Exercise details >>
Copy out the entire listing precisely.

Start of Exercise data

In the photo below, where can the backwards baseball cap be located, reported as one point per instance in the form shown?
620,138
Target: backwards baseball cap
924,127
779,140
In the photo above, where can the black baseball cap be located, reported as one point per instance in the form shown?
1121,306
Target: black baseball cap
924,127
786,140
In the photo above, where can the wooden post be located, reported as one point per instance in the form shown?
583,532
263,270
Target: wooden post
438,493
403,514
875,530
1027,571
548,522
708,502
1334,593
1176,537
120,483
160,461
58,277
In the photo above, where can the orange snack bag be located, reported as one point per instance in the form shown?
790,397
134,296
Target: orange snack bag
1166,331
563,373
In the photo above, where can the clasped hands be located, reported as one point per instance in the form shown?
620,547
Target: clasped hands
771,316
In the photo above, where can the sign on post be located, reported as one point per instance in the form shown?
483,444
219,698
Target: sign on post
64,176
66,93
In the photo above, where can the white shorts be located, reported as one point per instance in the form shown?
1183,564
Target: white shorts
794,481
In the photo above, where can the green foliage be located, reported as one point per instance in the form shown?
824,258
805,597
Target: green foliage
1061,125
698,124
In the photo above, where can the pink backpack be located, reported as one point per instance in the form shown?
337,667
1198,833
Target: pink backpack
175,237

End of Exercise data

Response below >>
In the photo below, where can the backwards baseball cap be located, reported as one point per instance in the form shown?
620,138
Target: backwards baseball cap
924,127
779,140
In the photo above, where can the black baseball cap be located, reported as one point per instance in the form shown?
1121,306
Target: black baseball cap
924,127
786,140
In the photo above, where can the wooden post be located, reported as one point per instance in the form shown?
583,532
263,270
Target: wooden post
438,493
403,514
875,530
1027,571
548,522
708,502
1334,593
1176,537
120,483
160,461
58,277
In the photo above, where can the orange snack bag be located, reported as one point per instance in the form shown?
790,397
134,296
Target: orange snack bag
1166,331
563,373
In the photo above, where can the clasped hands be located, reported as one point per instance in the form shown?
620,547
Target: clasped hands
771,316
In the photo above, where can the sign on post be located, reported as one point per instance in the form shown?
483,444
219,698
Target: sign on post
64,176
66,93
In the photo above, where can the white shorts be located, reported as one point per instance in the form shown?
1183,564
Target: white shorts
794,481
In the photo above, where can the green foliage be located, reported as one point per instance in the form shown?
824,258
805,597
Target: green foliage
1061,125
698,124
In the photo above, where can the pink backpack be located, reported as one point per instance in the form shown?
337,667
1198,833
Target: pink backpack
175,237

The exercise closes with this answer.